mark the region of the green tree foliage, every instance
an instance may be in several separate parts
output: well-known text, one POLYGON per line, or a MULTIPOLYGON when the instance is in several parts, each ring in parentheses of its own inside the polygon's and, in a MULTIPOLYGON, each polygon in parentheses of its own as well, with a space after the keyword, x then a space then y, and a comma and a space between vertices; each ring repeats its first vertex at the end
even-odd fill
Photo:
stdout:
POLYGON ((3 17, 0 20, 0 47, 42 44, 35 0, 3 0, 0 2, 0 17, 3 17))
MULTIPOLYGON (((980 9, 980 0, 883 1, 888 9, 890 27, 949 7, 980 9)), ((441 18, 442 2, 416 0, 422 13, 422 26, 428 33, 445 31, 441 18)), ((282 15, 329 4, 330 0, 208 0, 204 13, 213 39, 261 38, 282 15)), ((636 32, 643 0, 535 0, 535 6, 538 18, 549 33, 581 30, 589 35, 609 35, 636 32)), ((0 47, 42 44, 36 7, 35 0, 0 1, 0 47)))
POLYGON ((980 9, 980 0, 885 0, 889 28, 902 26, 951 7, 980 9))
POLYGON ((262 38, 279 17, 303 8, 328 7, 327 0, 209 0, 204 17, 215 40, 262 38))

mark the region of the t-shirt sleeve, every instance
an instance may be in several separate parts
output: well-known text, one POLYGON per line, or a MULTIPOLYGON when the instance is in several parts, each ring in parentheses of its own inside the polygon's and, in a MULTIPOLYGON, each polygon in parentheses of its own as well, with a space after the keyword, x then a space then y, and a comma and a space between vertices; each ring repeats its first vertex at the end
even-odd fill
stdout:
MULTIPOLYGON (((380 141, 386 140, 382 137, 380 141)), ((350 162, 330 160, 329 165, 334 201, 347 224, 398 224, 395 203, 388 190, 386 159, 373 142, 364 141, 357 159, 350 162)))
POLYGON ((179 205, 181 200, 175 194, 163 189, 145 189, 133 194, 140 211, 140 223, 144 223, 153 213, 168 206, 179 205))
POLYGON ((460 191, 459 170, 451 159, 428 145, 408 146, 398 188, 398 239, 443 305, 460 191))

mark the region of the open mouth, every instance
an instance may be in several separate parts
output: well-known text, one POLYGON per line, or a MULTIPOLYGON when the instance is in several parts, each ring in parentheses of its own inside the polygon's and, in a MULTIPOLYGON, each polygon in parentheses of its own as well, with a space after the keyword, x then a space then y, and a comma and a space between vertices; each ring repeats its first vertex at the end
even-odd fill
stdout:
----------
EXERCISE DETAILS =>
Exactly how many lines in the listing above contain the word "region"? Only the number should be given.

RESULT OF THE TASK =>
3